**Problem description:** Starting with the line that contains "Point to the forest.", reproduce each line through the end of the entries exactly as written.

===============

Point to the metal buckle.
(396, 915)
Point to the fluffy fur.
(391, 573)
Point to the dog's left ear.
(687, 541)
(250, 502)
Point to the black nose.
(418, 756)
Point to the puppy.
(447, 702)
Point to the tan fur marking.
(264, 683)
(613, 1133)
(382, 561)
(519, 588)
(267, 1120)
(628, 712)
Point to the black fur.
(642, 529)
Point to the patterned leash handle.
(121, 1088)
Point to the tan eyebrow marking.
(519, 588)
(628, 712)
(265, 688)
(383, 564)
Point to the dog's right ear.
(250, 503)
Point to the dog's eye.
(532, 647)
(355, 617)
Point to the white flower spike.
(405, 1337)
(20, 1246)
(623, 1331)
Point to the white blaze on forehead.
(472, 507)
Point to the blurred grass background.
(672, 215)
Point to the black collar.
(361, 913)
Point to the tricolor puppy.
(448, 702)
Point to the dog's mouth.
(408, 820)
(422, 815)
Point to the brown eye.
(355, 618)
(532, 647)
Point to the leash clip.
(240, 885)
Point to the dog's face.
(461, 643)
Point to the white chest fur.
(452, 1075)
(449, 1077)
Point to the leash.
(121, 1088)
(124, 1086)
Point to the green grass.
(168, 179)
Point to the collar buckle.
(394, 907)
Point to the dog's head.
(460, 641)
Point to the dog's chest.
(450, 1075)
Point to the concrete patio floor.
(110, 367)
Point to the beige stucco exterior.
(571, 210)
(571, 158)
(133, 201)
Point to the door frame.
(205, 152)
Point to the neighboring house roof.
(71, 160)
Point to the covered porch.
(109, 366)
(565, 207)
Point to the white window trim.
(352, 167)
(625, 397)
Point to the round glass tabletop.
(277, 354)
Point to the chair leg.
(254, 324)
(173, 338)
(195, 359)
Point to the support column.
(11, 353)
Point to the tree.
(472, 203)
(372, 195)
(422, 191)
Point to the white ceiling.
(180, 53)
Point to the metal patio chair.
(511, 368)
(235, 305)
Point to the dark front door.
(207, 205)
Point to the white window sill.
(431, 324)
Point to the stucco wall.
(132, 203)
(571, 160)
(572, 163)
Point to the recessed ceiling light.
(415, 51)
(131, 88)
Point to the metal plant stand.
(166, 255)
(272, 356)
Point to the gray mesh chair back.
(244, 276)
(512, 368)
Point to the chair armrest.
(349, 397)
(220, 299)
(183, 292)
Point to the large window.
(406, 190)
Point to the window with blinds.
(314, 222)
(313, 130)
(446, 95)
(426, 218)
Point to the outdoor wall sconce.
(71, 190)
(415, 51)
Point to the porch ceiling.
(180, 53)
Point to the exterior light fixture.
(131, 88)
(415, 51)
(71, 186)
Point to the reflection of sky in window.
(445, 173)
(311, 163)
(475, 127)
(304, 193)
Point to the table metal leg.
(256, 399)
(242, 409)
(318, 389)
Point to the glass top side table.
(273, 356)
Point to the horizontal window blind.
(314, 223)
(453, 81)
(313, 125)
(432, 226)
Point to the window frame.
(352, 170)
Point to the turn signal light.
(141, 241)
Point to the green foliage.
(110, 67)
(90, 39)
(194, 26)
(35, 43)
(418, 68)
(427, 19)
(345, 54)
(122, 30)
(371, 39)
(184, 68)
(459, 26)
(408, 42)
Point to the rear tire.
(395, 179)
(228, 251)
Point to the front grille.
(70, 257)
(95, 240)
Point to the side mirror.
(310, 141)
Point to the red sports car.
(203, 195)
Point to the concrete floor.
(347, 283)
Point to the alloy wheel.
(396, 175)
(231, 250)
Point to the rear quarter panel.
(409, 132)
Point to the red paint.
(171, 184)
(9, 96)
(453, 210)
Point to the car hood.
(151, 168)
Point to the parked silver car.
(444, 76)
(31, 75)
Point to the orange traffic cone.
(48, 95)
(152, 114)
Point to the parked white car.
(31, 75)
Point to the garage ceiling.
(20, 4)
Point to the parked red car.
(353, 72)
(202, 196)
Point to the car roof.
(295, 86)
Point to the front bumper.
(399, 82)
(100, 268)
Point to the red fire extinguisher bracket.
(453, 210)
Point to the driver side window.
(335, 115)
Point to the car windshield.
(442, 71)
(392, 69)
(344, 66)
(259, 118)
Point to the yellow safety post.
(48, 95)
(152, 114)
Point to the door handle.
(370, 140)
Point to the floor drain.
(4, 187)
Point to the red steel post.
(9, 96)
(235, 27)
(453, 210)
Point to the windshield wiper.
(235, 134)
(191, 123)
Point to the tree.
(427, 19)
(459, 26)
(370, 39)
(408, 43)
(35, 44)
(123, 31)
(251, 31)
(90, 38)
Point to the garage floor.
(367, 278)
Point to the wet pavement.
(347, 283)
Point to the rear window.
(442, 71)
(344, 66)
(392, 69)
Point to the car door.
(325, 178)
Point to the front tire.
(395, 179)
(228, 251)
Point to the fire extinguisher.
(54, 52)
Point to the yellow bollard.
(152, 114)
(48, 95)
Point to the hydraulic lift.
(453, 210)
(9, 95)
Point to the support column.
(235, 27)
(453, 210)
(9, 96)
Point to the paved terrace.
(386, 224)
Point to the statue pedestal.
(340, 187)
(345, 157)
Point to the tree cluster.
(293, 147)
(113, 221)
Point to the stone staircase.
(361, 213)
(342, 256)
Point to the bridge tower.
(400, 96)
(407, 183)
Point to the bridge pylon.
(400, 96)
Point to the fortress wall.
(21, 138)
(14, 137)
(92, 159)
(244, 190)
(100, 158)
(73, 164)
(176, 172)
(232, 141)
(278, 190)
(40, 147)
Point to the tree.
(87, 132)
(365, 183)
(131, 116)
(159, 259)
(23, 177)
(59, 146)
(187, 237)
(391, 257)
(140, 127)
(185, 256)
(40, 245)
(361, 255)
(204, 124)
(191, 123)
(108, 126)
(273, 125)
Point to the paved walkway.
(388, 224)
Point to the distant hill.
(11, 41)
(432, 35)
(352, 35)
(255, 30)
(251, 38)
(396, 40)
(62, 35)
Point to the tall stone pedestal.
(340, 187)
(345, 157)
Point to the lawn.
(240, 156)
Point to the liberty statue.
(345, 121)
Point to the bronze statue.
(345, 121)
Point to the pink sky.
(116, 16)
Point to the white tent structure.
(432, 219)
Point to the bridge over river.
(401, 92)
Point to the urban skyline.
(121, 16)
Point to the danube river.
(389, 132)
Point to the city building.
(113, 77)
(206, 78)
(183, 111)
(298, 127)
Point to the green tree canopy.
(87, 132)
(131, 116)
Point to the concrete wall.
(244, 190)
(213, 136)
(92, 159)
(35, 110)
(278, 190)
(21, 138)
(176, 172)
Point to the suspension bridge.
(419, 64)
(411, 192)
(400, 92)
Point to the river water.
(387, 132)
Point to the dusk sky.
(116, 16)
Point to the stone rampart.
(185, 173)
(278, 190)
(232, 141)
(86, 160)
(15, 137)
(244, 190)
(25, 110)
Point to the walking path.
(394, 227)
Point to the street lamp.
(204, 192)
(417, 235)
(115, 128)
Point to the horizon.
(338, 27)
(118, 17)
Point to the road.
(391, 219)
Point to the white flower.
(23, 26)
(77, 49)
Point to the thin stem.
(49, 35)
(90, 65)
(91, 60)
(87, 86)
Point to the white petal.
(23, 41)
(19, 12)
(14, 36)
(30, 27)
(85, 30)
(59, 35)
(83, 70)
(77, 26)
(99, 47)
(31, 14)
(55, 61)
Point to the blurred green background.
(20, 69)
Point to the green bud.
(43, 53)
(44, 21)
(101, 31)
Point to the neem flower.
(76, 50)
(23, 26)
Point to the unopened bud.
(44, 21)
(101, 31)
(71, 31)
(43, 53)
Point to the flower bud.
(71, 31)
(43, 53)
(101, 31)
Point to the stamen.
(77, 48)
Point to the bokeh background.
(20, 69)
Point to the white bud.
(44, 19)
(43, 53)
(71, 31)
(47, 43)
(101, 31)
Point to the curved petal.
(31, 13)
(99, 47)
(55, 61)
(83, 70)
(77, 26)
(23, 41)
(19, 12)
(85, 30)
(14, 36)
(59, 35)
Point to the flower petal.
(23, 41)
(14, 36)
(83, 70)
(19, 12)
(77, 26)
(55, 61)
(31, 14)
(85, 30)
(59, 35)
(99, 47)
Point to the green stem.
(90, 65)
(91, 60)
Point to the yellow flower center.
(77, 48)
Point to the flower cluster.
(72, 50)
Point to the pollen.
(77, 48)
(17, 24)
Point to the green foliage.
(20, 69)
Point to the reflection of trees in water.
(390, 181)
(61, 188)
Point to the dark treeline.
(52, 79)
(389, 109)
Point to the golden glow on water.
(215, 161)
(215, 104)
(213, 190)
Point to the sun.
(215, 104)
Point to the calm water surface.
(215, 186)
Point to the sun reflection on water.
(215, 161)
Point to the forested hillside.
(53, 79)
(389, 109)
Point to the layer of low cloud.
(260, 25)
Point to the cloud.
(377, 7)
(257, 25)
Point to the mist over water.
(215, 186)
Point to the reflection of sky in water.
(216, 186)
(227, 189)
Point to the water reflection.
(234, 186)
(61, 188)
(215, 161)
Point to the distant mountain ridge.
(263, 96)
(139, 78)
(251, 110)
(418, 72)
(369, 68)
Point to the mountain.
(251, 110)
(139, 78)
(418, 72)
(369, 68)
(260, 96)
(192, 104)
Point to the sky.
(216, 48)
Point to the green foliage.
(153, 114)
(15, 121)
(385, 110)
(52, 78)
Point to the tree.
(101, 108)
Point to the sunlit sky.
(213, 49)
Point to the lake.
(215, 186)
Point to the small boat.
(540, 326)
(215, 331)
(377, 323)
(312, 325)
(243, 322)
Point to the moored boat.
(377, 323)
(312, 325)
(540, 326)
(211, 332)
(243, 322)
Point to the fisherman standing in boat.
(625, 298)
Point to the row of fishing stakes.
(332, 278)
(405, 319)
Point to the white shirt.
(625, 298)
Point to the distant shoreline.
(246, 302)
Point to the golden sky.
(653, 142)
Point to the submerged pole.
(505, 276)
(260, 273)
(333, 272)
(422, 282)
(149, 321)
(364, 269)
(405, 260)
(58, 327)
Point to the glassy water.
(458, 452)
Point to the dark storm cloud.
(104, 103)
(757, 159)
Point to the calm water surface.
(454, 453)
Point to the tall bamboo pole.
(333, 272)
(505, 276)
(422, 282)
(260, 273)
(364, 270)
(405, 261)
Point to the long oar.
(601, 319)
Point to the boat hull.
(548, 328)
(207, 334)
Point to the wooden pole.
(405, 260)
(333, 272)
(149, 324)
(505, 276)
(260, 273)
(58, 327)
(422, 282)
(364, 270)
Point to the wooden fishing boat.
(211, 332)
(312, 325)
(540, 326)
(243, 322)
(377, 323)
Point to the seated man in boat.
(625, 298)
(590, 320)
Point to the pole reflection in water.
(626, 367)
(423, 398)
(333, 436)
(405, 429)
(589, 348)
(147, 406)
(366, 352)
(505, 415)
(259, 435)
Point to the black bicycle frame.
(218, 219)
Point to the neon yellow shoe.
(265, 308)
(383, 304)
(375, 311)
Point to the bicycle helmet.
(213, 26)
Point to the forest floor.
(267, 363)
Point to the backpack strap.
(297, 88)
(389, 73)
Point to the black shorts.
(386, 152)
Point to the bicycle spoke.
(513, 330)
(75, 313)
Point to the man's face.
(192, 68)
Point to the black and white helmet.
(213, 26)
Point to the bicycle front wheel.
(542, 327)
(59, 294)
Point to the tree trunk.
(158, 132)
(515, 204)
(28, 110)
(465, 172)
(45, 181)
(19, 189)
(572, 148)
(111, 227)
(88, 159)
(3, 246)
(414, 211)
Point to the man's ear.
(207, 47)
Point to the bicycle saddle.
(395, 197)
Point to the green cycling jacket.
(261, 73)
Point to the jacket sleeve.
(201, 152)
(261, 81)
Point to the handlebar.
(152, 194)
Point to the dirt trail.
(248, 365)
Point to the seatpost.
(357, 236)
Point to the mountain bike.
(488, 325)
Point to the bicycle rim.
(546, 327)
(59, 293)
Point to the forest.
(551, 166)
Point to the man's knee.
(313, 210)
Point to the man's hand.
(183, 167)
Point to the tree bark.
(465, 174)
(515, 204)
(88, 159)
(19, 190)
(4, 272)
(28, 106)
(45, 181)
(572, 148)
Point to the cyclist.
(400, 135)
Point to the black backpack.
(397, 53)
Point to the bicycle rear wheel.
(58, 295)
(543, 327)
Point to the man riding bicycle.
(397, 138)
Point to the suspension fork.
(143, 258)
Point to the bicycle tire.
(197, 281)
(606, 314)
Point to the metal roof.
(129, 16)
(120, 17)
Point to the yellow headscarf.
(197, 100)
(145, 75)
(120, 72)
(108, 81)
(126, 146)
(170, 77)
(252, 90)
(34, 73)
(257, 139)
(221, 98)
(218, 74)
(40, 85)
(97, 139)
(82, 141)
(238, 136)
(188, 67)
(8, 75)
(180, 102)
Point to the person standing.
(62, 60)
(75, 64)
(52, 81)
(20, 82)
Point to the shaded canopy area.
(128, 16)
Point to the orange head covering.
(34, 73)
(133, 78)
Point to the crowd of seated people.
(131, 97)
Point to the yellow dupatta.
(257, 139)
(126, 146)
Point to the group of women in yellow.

===============

**The completed task:**
Point to the forest.
(551, 166)
Point to the man's knee.
(313, 210)
Point to the man's hand.
(183, 167)
Point to the tree bark.
(465, 174)
(515, 204)
(88, 159)
(19, 190)
(4, 272)
(28, 106)
(45, 181)
(572, 148)
Point to the cyclist.
(400, 135)
Point to the black backpack.
(397, 53)
Point to the bicycle rear wheel.
(58, 295)
(543, 327)
Point to the man riding bicycle.
(397, 138)
Point to the suspension fork.
(143, 258)
Point to the bicycle tire.
(197, 281)
(606, 314)
Point to the metal roof.
(129, 16)
(120, 17)
Point to the yellow headscarf.
(197, 100)
(145, 75)
(120, 72)
(108, 81)
(126, 146)
(170, 77)
(252, 90)
(34, 73)
(257, 139)
(221, 98)
(218, 74)
(40, 85)
(97, 139)
(82, 141)
(238, 136)
(188, 67)
(8, 75)
(180, 102)
Point to the person standing.
(62, 60)
(75, 64)
(52, 81)
(20, 82)
Point to the shaded canopy area.
(128, 16)
Point to the orange head covering.
(34, 73)
(133, 78)
Point to the crowd of seated people.
(131, 97)
Point to the yellow dupatta.
(257, 139)
(126, 146)
Point to the group of women in yellow.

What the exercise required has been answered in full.